Consigne 1: Relevez toutes les entreprises ferroviaires nommées dans le texte fourni.
Consigne 2:
Répondez à ces questions d'après le texte fourni :
(a) Quel organisme régule les péages que demande SNCF Réseau ?
(b) Quelle hausse des tarifs de l'électricité l'Insee enregistre-t-elle depuis 2007 ?
(c) Quelle part du trafic de fret assure Euro Cargo Rail ?
Consigne 3:
Ces affirmations sont-elles conformes au texte fourni ? Répondez par oui ou non et citez les mots qui tranchent.
(a) Les tarifs 2018 ont été révoqués par le gendarme du secteur.
(b) Le fret s'est redressé après son ouverture aux entreprises privées.
(c) La loi d'habilitation renforce le pouvoir de contrainte de l'Arafer.

Texte fourni:
☆ ☆ ☆ ☆ ☆

La hausse des tarifs, préconisée à demi-mot par le rapport Spinetta (hausse des offres low cost et « toilettage » des tarifs sociaux prévus par la loi mais plus compensés par l’État), devrait donc se concrétiser. Un verrou important devrait sauter, car la loi d’habilitation à réformer par ordonnances supprime le pouvoir de contrainte du gendarme du réseau, l’Arafer. C’est lui qui régule les péages que SNCF Réseau, le gestionnaire des rails, demande à chaque passage de train. Sans ce verrou, il pourrait donc augmenter ses péages pour rééquilibrer ses finances, comme l’y obligeront ses futurs nouveaux statuts. Et cela ne sera pas indolore pour les voyageurs. De fait, les veto de l’Arafer sont fréquents. Les tarifs 2018 ont ainsi été révoqués par le gendarme du secteur.

Dans le domaine de l’électricité, depuis l’ouverture à la concurrence dans le secteur de l’énergie en 2007, l’Insee enregistre une hausse des tarifs de 30 %. Les fausses promesses de la mise en concurrence sont aussi mises au jour par le cas du fret, ouvert en France aux entreprises privées dans les années 2000. Non seulement le secteur ne s’est pas redressé, mais le concurrent privé de la SNCF, Euro Cargo Rail (groupe Deutsche Bahn), qui assure un cinquième du trafic, fait face à d’énormes difficultés financières. Le secteur reste donc massivement subventionné et se montre incapable de rivaliser avec le transport routier, en l’absence de toute prise en compte de ses avantages écologiques.

« La mauvaise gestion a creusé une dette abyssale »

☆ ☆ ☆ ☆ ☆

Enregistrements d'une collection

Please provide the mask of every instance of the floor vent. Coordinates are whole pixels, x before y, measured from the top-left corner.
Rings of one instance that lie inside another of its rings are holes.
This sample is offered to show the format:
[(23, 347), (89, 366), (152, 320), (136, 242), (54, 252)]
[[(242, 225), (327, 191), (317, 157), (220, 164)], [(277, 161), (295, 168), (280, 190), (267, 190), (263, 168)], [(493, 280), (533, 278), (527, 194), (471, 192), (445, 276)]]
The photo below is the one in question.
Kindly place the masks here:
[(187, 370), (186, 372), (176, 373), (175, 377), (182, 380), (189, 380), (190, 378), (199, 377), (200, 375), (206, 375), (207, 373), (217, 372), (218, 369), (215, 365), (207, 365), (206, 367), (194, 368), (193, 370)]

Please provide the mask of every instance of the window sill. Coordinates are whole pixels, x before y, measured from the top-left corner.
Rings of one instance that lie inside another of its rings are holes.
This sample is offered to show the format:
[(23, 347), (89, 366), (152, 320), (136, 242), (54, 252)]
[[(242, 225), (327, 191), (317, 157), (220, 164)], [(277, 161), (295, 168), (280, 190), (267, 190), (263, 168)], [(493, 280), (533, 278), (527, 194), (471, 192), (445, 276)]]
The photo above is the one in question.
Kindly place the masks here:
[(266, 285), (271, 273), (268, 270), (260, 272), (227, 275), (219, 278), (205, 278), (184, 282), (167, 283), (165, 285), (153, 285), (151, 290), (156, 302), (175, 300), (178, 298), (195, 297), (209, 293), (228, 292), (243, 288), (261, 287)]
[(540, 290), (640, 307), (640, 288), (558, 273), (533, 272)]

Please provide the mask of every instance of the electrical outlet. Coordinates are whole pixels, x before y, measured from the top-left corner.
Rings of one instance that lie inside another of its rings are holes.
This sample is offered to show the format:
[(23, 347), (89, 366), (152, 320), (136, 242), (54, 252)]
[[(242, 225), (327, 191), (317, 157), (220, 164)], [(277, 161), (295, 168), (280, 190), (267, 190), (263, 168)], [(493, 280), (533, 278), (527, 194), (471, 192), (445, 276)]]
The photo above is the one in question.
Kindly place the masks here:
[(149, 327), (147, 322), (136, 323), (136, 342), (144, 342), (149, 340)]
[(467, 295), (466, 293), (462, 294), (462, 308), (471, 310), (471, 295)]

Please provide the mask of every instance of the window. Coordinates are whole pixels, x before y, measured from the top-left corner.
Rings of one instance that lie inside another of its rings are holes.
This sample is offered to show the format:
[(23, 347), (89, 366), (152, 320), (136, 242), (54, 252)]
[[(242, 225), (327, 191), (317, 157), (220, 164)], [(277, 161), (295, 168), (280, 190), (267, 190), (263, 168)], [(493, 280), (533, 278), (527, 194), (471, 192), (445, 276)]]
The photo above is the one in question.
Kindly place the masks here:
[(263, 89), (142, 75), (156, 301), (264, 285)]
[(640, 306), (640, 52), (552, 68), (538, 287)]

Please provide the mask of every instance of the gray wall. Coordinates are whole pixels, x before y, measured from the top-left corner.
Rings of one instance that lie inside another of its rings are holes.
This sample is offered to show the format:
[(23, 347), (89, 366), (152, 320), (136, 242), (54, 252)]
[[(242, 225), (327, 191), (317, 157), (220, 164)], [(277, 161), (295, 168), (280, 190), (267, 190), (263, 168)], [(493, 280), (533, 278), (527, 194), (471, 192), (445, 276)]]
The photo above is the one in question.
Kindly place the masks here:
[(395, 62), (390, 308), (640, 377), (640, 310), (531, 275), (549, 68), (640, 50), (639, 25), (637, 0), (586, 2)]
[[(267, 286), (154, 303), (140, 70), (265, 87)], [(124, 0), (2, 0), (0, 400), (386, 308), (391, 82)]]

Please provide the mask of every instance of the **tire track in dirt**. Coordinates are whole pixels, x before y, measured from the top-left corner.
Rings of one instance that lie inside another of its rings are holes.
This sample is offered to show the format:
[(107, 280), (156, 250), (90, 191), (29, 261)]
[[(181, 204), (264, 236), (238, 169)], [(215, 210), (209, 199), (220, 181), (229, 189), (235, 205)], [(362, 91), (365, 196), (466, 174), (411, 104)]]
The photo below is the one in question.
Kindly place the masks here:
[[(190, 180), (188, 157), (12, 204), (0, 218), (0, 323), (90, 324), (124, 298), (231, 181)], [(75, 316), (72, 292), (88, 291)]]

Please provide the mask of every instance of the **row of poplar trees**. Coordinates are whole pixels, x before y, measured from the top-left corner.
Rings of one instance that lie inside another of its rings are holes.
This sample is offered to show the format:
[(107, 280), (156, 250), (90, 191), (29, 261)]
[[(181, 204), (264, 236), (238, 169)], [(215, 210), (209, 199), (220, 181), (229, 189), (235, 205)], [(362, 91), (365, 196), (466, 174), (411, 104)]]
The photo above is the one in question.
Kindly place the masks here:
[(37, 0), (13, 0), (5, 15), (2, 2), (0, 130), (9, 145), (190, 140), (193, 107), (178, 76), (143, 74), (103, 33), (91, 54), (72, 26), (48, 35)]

☆ ☆ ☆ ☆ ☆

Réponse complète 1:
SNCF Réseau
SNCF
Euro Cargo Rail
Deutsche Bahn

Réponse complète 2:
(a) L'Arafer.
(b) Une hausse de 30 %.
(c) Un cinquième du trafic.

Réponse complète 3:
(a) Oui : « Les tarifs 2018 ont ainsi été révoqués par le gendarme du secteur. »
(b) Non : « Non seulement le secteur ne s’est pas redressé »
(c) Non : « la loi d’habilitation à réformer par ordonnances supprime le pouvoir de contrainte du gendarme du réseau, l’Arafer »